> Problem description
Across the data below, count every line where the string "plate" appears. Answer with the number alone.

(Stored entries)

════════════════════

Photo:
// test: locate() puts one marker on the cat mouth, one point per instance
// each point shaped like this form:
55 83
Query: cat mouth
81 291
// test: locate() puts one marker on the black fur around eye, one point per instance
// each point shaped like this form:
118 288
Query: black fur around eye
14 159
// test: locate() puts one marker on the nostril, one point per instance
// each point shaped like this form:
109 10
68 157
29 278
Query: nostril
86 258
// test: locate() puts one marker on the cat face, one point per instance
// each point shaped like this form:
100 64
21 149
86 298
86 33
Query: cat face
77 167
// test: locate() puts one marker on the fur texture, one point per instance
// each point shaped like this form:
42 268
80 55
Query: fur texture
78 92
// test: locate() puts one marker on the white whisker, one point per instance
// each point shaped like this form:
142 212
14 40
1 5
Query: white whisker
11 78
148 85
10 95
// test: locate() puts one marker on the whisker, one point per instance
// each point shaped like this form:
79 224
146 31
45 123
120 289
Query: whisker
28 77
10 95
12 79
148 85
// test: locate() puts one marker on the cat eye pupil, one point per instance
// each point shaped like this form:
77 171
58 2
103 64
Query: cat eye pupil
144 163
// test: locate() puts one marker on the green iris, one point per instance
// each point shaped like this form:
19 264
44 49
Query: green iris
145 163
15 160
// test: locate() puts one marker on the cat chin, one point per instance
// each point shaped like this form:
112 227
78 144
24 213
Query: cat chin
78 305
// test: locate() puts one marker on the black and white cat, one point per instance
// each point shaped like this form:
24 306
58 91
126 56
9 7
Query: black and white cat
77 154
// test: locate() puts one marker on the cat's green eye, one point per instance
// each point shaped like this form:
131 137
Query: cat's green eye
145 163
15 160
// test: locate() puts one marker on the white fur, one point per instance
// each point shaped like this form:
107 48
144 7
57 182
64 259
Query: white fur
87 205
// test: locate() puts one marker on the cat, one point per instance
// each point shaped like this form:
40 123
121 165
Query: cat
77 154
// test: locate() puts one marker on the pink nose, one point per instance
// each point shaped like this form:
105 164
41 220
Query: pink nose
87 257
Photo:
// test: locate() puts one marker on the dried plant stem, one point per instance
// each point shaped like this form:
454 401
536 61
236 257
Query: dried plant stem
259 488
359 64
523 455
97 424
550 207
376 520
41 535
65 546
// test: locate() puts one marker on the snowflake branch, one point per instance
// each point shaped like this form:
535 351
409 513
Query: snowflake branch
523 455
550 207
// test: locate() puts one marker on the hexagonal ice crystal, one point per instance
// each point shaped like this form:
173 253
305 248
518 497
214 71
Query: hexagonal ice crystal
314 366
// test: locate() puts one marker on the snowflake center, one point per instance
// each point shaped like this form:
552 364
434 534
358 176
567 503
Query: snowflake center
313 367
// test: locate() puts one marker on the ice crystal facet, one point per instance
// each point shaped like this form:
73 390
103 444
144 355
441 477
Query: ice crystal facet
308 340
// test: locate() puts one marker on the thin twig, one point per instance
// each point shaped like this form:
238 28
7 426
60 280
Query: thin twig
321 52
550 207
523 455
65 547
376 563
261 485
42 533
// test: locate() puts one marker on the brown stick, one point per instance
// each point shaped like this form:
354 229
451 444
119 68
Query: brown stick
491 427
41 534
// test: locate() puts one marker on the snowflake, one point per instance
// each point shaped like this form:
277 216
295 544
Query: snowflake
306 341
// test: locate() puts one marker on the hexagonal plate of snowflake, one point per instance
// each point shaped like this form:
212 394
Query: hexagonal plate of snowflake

════════════════════

> Result of this exercise
2